----- SUPPLIED RECORDS

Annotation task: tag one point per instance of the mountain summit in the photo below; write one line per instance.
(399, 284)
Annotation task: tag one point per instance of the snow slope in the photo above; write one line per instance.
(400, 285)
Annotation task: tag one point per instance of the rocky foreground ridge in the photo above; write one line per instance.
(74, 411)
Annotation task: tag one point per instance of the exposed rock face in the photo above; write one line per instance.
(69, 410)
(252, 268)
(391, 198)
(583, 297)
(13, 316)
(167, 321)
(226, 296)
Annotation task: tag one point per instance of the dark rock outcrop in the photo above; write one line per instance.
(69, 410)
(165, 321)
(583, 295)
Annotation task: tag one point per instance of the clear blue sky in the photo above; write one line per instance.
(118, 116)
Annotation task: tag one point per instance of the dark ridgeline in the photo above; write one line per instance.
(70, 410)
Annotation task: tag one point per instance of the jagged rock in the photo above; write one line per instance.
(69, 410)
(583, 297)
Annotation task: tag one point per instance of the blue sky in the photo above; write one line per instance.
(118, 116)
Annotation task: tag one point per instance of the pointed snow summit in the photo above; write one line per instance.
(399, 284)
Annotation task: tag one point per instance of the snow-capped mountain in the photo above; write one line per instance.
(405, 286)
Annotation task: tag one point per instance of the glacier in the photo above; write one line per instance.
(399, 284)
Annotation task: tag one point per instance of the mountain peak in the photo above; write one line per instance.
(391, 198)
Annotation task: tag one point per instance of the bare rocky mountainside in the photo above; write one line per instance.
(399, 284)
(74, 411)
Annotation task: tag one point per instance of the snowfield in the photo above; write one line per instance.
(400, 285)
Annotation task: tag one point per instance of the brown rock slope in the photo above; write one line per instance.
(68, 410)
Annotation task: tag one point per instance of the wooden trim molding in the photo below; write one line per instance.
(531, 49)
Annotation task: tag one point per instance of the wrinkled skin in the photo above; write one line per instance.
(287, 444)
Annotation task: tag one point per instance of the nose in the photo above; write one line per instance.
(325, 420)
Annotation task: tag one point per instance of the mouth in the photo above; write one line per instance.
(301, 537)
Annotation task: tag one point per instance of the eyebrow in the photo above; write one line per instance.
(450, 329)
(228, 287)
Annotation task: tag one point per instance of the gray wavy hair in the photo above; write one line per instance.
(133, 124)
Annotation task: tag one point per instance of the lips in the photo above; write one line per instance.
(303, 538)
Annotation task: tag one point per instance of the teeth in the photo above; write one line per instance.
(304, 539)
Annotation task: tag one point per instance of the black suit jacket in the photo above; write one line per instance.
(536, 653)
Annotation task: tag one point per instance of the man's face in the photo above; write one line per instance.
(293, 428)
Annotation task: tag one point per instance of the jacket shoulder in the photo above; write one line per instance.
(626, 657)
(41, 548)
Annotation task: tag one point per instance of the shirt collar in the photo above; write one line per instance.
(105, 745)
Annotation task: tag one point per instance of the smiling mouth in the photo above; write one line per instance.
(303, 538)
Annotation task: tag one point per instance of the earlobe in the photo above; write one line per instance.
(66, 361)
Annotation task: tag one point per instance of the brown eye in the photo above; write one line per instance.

----------

- _EXERCISE_
Your job here is to copy the entries above exactly.

- _RESULT_
Annotation task: tag one point per instance of the mountain summit in the photo below; write one line per instance.
(399, 284)
Annotation task: tag one point per instance of the snow slope in the photo above; write one line per instance.
(400, 285)
Annotation task: tag one point per instance of the rocky foreground ridge in the photo above; write one line per instance.
(74, 411)
Annotation task: tag one point per instance of the exposed rock face in the photo above; write one line per instance.
(69, 410)
(252, 268)
(391, 198)
(583, 297)
(13, 316)
(167, 321)
(226, 296)
Annotation task: tag one point per instance of the dark rock outcrop in the photo above; write one line per instance.
(69, 410)
(165, 321)
(583, 295)
Annotation task: tag one point per instance of the clear blue sky in the photo above; write one line per instance.
(118, 116)
Annotation task: tag one point per instance of the dark ridgeline in the photo above; write one line per instance.
(70, 410)
Annotation task: tag one point per instance of the jagged rock in the photo above; write one line per instance.
(69, 410)
(583, 297)
Annotation task: tag one point per instance of the blue sky in the photo above; write one line per instance.
(118, 116)
Annotation task: tag one point per instance of the pointed snow summit in the photo above; write one line per instance.
(399, 284)
Annotation task: tag one point per instance of the snow-capped mountain in the photo above; write one line per instance.
(405, 286)
Annotation task: tag one point per instance of the glacier in the photo above; write one line per instance.
(399, 284)
Annotation task: tag one point per instance of the mountain peak in the photo above; write one line per instance.
(391, 198)
Annotation task: tag one point per instance of the bare rocky mountainside in the photo above; write one line per instance.
(399, 284)
(74, 411)
Annotation task: tag one point per instance of the snowfield in the photo above; write one line per instance.
(400, 285)
Annotation task: tag one point per instance of the brown rock slope in the photo above; write one line per instance.
(68, 410)
Annotation task: tag one point per instance of the wooden trim molding in the photo below; write one line per instance.
(531, 49)
Annotation task: tag one point per instance of the wrinkled skin in the photo above; write one line per instance.
(287, 444)
Annotation task: tag one point per instance of the nose in the photo above; write one line per instance.
(325, 420)
Annotation task: tag one point per instance of the mouth in the photo above; write one line per instance.
(301, 537)
Annotation task: tag one point per instance of the eyebrow in the photo above; write one line per instance.
(450, 329)
(228, 287)
Annotation task: tag one point per instance of the gray wavy hair in the photo above; write one line per instance.
(133, 124)
Annotation task: tag one point per instance of the lips in the photo above; write one line per instance.
(303, 538)
Annotation task: tag one point per instance of the teeth in the photo above; write one line per instance.
(304, 539)
Annotation task: tag one point per instance of the black suit jacket in the photo above; write one line per instance.
(536, 653)
Annotation task: tag one point per instance of the man's face in the photo above; write one line per instance.
(293, 428)
Annotation task: tag one point per instance of the jacket shoulder in the photo above; write one line per instance.
(626, 657)
(41, 548)
Annotation task: tag one point per instance of the shirt collar in the photo above; write one line per instance.
(105, 745)
Annotation task: tag one point per instance of the smiling mouth in the photo above; write one line per instance.
(303, 538)
Annotation task: tag one point per instance of the earlobe in the photo above; write one line per instance.
(66, 361)
Annotation task: tag one point per instance of the brown eye in the photo above; write one line per instance.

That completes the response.